Recently, we’ve had the Credit Crunch. Now we may be facing the Energy Crunch. But the Government appears not to have any long-term strategy to deal with the potential crisis, and the rail industry is only just showing signs of acknowledging the situation.
Meanwhile, across the Channel, our colleagues in France continue to develop rail and metro systems under a strategy that means by 2020, none of their trains or trams will have to rely on fossil fuels.
In France, much of the mainline and high-speed rail network is already electrified, with around 80 per cent of electricity from nuclear and much of the remainder hydro-electric.
Eurostar journeys on the new High Speed 1 from St Pancras are now ‘carbon neutral.’ But there appears little prospect of the rest of our rail system following suit quickly, even when faced with a major decline in the availability of crude oil.
All suggestions of reviving a long-term programme of electrification have been rejected by the Government – although north of the border, the Scottish Executive plans a rolling programme.
There is now a chink of light for the rest of us, though. Network Rail’s new Strategic Business Plan reminds us that around 60 per cent of the network is still operated by diesel traction and sensibly states that “using diesel trains as mini-power plants to generate traction power appears inefficient. There are also significant benefits [of electrification] in terms of acceleration and capacity. Any proposals would need to be planned over a much longer horizon than 2014”.
Network Rail also points out: “Environmental legislation comes into force in 2012, setting tough emission targets for diesel engines. This, and concerns over the future cost of fossil fuels, may make a business case for further electrification of the network more attractive.”
But there is more to be concerned about than rising oil prices, now hovering around $100 a barrel.
German-based Energy Watch Group (EWG) recently reported that world oil production peaked in 2006 and will now drop each year.
The author, Joerg Schindler, said most alarming was the steep decline in oil production since 2006. Global oil production, currently around 80 million barrels a day (mbd), is expected to fall to 39 mbd by 2030. Worse still, his report predicts significant falls in gas, coal and uranium production as these energy sources are also used up.
Schindler says: “The world is at the beginning of a structural change of its economic system. This change will be triggered by declining fossil fuel supplies and will influence almost all aspects of our daily life.”

# # #

-- Task instructions --
Please copy the stretch of the rail electrification text from "But there is" through "drop each year.", word for word.

-- Information supplied --
# # #

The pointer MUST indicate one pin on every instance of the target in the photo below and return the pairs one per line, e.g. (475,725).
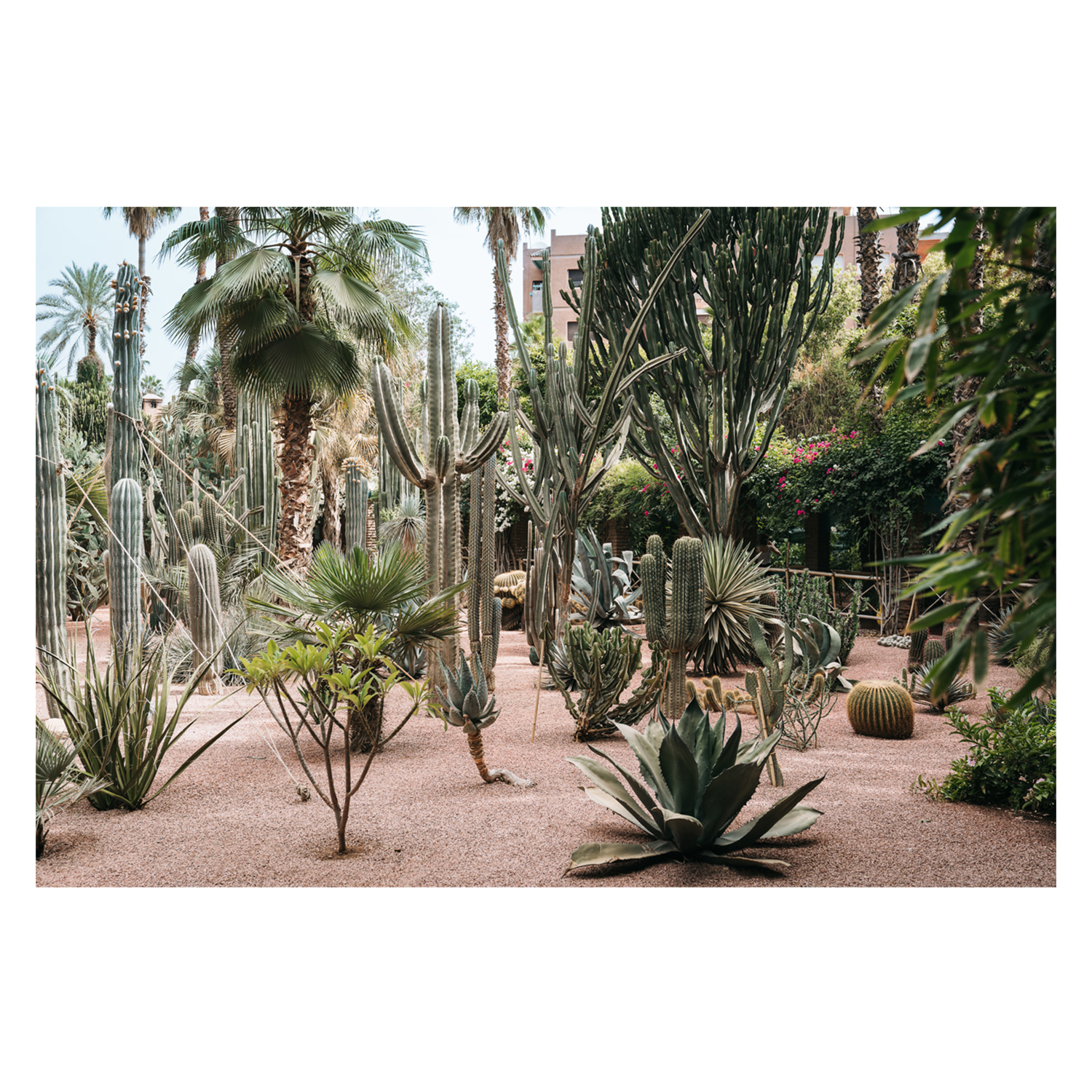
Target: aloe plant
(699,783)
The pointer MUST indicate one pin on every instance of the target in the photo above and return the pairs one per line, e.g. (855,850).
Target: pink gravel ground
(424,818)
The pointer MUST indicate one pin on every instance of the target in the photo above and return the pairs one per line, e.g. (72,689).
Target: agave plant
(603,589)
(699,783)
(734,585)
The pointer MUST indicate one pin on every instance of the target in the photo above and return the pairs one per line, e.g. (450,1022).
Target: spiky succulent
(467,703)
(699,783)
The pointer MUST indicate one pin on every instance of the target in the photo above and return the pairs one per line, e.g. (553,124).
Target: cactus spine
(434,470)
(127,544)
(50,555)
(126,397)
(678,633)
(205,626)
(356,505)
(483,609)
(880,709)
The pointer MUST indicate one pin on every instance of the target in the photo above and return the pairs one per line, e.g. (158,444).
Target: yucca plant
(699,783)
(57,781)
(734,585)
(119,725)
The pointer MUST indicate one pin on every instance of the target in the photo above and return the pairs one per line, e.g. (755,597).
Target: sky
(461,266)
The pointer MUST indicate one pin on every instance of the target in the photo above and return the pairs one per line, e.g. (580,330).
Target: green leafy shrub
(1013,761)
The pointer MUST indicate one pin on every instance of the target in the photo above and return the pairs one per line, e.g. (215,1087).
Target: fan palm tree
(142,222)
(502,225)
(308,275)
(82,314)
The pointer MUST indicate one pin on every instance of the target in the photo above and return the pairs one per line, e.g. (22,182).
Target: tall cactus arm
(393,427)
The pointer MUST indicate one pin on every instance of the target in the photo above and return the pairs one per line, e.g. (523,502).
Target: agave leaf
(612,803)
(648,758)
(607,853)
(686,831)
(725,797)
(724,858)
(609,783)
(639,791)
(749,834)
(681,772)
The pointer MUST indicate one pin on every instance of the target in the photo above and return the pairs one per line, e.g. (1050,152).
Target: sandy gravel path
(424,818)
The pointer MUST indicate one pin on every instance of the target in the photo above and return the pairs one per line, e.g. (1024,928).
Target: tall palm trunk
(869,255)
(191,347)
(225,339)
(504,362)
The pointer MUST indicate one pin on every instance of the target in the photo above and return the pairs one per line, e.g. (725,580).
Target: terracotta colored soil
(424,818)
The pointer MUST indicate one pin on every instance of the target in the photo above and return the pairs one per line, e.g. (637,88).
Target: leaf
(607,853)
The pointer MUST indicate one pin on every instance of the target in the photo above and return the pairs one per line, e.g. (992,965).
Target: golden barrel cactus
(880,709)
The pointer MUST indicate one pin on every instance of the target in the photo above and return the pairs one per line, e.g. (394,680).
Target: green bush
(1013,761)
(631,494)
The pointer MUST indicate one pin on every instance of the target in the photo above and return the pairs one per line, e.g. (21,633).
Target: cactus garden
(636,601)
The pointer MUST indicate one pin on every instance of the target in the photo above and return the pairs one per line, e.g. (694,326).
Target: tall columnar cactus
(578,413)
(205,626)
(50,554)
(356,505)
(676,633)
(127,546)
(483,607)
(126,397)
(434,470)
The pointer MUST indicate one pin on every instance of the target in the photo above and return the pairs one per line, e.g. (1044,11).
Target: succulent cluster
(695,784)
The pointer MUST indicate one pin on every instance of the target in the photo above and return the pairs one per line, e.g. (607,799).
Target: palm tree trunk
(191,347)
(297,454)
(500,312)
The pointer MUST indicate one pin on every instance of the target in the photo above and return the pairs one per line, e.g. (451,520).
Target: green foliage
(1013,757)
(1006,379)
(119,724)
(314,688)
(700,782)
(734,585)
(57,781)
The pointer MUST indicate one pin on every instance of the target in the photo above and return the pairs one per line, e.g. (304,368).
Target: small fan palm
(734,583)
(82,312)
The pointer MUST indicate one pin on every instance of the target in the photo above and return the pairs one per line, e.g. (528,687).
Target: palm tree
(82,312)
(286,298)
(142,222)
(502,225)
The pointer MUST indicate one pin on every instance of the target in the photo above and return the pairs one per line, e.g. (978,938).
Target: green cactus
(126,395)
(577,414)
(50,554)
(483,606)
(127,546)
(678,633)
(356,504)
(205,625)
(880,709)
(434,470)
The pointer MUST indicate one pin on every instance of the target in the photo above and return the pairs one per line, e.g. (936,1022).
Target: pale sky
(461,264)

# # #

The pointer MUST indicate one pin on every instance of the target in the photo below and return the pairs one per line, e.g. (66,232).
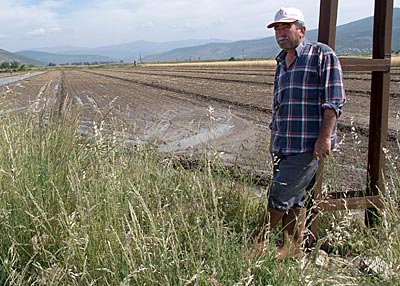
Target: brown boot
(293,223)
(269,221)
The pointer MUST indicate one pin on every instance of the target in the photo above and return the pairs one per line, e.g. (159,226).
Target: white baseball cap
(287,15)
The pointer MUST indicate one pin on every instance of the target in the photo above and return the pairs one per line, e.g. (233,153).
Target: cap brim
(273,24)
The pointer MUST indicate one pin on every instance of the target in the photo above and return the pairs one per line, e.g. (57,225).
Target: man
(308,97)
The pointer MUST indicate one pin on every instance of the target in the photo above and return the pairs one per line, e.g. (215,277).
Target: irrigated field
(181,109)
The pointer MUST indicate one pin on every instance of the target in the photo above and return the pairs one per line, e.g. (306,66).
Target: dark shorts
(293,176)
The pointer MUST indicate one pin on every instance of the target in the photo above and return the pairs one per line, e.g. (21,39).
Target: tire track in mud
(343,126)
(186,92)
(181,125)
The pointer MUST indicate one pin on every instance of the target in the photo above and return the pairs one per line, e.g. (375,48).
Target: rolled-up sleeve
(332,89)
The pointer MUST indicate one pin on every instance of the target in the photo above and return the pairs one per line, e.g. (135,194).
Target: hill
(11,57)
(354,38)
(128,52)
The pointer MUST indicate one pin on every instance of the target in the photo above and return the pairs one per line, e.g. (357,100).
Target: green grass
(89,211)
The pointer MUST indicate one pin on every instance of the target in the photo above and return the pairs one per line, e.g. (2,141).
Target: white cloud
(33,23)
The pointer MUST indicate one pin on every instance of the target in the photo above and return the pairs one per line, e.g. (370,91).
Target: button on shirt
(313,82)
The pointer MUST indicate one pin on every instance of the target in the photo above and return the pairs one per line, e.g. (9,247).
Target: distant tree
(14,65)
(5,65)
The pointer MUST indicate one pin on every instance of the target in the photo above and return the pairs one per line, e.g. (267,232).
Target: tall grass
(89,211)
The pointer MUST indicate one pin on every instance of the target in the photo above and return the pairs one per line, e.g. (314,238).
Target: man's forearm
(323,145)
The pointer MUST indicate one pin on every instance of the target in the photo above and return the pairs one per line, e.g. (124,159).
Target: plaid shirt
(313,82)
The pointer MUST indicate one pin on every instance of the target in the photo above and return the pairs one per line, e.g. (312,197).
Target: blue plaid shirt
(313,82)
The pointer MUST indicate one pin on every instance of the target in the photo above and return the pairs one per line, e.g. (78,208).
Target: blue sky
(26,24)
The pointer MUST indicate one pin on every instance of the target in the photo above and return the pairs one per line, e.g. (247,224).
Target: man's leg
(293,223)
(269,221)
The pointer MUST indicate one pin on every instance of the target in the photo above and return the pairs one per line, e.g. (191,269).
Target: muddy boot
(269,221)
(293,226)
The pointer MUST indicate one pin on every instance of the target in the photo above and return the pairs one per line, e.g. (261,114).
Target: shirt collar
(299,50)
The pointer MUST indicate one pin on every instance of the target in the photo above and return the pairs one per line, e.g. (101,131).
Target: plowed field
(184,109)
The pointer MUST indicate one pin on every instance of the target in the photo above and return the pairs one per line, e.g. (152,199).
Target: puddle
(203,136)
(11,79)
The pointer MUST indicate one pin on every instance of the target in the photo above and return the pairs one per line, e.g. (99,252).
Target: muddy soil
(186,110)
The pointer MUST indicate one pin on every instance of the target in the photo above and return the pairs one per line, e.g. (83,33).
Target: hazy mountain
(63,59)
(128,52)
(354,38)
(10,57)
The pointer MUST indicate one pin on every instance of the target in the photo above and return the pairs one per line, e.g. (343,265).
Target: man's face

# # #

-- Written solution --
But there is more to be concerned about than rising oil prices, now hovering around $100 a barrel.
German-based Energy Watch Group (EWG) recently reported that world oil production peaked in 2006 and will now drop each year.